= Kim Morrissey =

Canadian writer

Janice Dales aka Kim Morrissey is a Canadian poet and playwright who lives in London, England. Many of her works examine the role of women in nineteenth century culture, re-imagining the lives of historical figures. She is also part of the Comedy Collective UK (which included Colin Shelbourn, John Random, Ivan Shakespeare, Lee Barnett, Claire Storey, Jasmine Birtles, Robert Priest). The working drafts of Morrissey's play Mrs Ruskin, about Effie Gray, have been published on the web. She has written for various radio dramas and documentaries, as well as the 1980s political satire radio show Week Ending.

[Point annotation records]
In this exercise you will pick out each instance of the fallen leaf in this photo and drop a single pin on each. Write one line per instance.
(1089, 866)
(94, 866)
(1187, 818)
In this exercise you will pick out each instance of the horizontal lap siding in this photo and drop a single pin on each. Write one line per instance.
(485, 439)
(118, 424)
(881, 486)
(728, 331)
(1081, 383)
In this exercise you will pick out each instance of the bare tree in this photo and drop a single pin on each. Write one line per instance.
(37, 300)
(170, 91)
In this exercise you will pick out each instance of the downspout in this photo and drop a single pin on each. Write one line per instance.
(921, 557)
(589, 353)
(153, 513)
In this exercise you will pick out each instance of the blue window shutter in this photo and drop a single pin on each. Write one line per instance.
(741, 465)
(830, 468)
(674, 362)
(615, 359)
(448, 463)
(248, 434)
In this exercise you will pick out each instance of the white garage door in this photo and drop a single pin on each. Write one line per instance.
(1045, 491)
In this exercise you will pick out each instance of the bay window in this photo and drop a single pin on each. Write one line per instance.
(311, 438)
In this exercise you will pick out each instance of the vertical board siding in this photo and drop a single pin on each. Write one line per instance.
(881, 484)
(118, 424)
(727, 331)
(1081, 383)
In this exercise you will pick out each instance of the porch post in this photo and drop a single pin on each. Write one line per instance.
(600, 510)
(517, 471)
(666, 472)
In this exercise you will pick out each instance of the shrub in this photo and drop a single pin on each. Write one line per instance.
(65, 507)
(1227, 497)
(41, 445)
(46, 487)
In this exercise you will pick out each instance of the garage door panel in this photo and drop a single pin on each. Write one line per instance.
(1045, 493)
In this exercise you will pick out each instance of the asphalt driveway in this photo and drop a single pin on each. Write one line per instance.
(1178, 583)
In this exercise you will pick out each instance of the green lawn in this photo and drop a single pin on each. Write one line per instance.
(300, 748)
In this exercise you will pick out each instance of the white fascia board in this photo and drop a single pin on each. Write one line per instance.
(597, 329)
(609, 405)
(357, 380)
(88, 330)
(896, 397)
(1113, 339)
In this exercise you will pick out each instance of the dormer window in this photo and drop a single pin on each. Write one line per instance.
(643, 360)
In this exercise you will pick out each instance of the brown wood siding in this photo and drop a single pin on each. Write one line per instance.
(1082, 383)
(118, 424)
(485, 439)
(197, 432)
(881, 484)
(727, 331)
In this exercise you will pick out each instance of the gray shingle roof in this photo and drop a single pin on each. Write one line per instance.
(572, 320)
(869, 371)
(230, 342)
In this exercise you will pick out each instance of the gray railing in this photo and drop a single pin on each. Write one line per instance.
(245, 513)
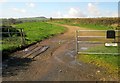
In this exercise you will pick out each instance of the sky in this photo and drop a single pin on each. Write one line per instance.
(58, 8)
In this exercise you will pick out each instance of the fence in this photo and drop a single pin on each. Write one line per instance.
(12, 37)
(104, 42)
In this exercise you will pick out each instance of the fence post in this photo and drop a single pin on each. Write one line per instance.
(76, 41)
(22, 37)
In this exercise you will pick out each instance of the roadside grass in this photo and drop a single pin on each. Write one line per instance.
(34, 31)
(109, 62)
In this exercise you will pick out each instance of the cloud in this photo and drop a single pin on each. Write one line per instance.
(58, 14)
(30, 5)
(93, 10)
(75, 12)
(19, 10)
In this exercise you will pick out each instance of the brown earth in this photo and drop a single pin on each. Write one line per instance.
(57, 63)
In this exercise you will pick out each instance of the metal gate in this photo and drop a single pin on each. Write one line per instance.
(104, 42)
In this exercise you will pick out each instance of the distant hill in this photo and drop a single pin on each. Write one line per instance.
(32, 19)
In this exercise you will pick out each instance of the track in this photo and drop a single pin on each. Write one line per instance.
(54, 60)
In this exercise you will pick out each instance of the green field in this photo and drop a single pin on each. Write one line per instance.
(34, 31)
(110, 62)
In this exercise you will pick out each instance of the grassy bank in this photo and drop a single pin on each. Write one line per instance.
(34, 31)
(109, 62)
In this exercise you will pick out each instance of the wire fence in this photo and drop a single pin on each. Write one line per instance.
(97, 42)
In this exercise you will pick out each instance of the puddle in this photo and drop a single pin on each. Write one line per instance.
(83, 48)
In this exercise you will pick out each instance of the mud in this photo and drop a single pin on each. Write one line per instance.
(58, 63)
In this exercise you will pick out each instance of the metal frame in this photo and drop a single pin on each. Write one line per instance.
(93, 42)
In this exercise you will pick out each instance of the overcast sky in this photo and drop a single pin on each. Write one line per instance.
(58, 9)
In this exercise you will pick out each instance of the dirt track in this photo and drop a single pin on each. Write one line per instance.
(57, 63)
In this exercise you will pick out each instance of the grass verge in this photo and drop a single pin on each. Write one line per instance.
(34, 31)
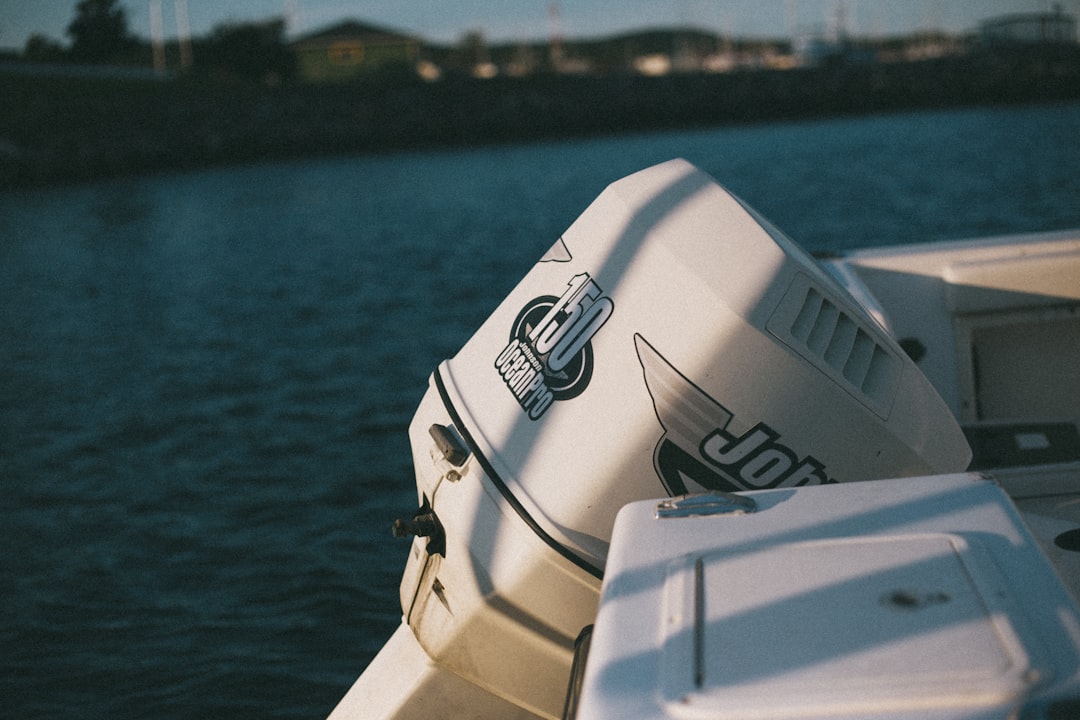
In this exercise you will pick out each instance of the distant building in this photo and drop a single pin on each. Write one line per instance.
(353, 50)
(1030, 28)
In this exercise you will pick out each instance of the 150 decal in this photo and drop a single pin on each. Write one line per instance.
(550, 356)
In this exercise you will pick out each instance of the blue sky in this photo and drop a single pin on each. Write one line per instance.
(527, 19)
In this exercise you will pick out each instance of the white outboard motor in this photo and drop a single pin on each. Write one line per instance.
(671, 341)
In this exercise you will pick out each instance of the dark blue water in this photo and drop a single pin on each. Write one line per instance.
(205, 379)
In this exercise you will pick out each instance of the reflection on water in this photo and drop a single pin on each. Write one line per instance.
(205, 378)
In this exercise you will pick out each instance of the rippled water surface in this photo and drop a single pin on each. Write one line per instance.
(205, 379)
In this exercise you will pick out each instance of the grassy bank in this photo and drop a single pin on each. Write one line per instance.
(59, 130)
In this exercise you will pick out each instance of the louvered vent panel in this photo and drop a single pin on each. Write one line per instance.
(837, 342)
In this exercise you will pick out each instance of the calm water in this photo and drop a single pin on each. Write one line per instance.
(205, 379)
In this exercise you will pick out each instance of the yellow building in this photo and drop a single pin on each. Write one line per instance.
(353, 50)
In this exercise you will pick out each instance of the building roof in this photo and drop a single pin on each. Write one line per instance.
(352, 30)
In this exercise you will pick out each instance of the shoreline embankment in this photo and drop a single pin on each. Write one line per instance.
(58, 130)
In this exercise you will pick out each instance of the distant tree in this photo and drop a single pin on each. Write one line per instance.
(252, 51)
(98, 31)
(42, 49)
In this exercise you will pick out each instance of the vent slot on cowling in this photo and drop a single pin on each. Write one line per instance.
(838, 342)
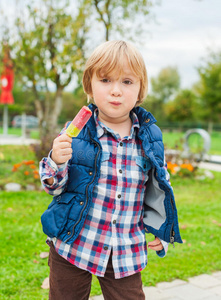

Brief 1. According to the Kim Morrissey text, what was the name of the 1980s political satire radio show she wrote for?
Brief 2. Set down, word for word, the part of the Kim Morrissey text that opens with the words containing "Canadian writer" and closes with "show Week Ending.".

Written solution 1. Week Ending

Written solution 2.
Canadian writer

Janice Dales aka Kim Morrissey is a Canadian poet and playwright who lives in London, England. Many of her works examine the role of women in nineteenth century culture, re-imagining the lives of historical figures. She is also part of the Comedy Collective UK (which included Colin Shelbourn, John Random, Ivan Shakespeare, Lee Barnett, Claire Storey, Jasmine Birtles, Robert Priest). The working drafts of Morrissey's play Mrs Ruskin, about Effie Gray, have been published on the web. She has written for various radio dramas and documentaries, as well as the 1980s political satire radio show Week Ending.